DIRECTION
In the project phases text, reproduce the passage between "Rationale: Distribution is" and "days of debugging.", inclusive.

Phase 5: macOS Backend

Rationale: macOS is a v2 concern because it requires a fundamentally different kernel integration path (libpcap/PKTAP vs eBPF) and will provide lower-fidelity data. The platform abstraction from Phase 1 makes this possible without touching Phase 2-4 code. This phase validates that the trait boundary is truly platform-agnostic. Delivers: Basic connection monitoring on macOS (process-attributed via PKTAP), cross-platform binary, reduced-feature macOS mode documented Uses: pcap 2.3.x, PKTAP headers for PID attribution, proc_pidinfo for process names Implements: platform/macos.rs backend Avoids: macOS DTrace dead end (SIP restrictions), Network Extension Framework overkill

Phase 6: Distribution and Packaging

Rationale: Distribution is orthogonal to functionality and should come after the core product is stable and validated. Packaging decisions (Homebrew cask, .deb/.rpm, cargo-binstall) are informed by user demand. Delivers: Homebrew formula (macOS), .deb/.rpm packages (Linux), man page, CONTRIBUTING.md with toolchain setup, release binary signing Implements: Packaging scripts, GitHub release automation

Phase Ordering Rationale

• Foundation before eBPF: The platform abstraction trait is cheap to define upfront and catastrophically expensive to retrofit. Toolchain pinning takes 10 minutes and prevents days of debugging.

(Location labeling records)
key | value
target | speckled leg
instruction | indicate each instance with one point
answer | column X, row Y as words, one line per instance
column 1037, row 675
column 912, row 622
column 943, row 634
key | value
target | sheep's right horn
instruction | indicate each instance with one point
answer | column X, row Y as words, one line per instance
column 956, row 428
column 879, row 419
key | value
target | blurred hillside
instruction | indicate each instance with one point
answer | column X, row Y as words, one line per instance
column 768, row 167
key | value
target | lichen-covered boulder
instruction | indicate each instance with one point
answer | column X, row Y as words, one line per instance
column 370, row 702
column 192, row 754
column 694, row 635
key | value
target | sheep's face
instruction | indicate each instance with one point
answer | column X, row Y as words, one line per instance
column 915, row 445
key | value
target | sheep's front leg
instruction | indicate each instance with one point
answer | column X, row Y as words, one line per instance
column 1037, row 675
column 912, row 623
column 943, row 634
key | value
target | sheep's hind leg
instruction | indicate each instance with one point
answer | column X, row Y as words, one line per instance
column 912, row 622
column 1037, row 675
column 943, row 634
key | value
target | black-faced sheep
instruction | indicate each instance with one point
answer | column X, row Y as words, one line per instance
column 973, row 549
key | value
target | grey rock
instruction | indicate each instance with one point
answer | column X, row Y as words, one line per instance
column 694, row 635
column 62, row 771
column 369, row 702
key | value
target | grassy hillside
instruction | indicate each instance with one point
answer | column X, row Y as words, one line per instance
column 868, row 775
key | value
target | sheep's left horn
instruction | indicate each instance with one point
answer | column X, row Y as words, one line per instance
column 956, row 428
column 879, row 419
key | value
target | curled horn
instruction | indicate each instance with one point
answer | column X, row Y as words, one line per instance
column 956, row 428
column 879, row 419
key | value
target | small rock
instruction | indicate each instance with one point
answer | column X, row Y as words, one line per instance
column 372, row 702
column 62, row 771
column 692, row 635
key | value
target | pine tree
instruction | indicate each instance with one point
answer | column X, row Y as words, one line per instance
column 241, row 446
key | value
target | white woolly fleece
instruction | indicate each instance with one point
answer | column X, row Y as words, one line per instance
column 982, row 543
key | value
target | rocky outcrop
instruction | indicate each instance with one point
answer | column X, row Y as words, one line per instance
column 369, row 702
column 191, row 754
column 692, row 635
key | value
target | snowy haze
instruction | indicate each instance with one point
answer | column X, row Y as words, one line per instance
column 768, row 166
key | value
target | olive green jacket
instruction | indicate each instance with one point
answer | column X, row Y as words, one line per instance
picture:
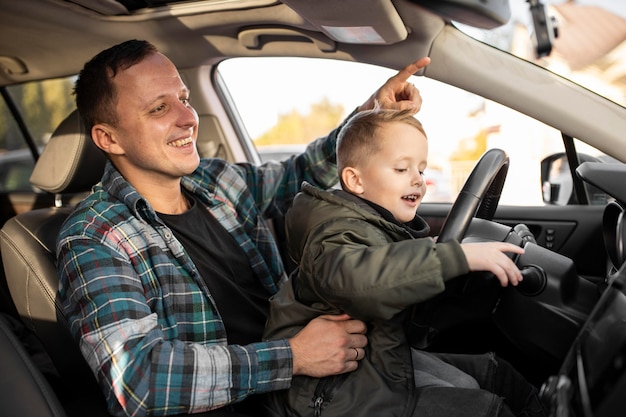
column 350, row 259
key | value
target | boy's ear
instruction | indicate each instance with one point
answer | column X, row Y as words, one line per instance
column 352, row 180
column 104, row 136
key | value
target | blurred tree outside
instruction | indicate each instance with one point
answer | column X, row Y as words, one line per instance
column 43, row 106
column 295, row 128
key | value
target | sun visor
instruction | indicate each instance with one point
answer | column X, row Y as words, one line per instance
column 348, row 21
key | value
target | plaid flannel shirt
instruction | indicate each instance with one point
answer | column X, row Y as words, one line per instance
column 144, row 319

--

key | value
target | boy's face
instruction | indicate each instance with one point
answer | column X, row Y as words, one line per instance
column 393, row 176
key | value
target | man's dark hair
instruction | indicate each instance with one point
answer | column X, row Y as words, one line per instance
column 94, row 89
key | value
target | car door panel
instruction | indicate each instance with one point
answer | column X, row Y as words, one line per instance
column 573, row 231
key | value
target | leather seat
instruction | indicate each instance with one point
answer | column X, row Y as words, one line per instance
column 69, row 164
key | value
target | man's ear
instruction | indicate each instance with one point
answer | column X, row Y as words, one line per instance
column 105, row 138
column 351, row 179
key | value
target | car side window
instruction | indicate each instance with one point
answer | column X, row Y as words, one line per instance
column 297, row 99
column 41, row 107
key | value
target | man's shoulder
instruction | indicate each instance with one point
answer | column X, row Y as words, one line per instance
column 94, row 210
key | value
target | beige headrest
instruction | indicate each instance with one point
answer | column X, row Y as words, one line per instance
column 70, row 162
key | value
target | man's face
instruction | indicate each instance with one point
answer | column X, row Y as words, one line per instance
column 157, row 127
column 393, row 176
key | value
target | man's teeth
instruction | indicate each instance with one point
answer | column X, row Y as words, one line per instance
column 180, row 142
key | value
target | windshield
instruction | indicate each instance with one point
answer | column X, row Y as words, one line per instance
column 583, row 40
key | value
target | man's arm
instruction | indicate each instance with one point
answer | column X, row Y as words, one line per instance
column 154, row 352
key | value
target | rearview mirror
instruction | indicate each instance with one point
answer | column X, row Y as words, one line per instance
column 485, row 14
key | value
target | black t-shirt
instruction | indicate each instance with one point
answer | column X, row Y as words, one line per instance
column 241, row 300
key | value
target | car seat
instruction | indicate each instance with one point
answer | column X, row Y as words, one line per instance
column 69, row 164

--

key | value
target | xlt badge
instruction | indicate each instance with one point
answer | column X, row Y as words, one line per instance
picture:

RESPONSE BELOW
Rationale: Distribution is orthogonal to functionality and should come after the core product is stable and validated. Packaging decisions (Homebrew cask, .deb/.rpm, cargo-binstall) are informed by user demand. Delivers: Homebrew formula (macOS), .deb/.rpm packages (Linux), man page, CONTRIBUTING.md with toolchain setup, release binary signing Implements: Packaging scripts, GitHub release automation

Phase Ordering Rationale

• Foundation before eBPF: The platform abstraction trait is cheap to define upfront and catastrophically expensive to retrofit. Toolchain pinning takes 10 minutes and prevents days of debugging.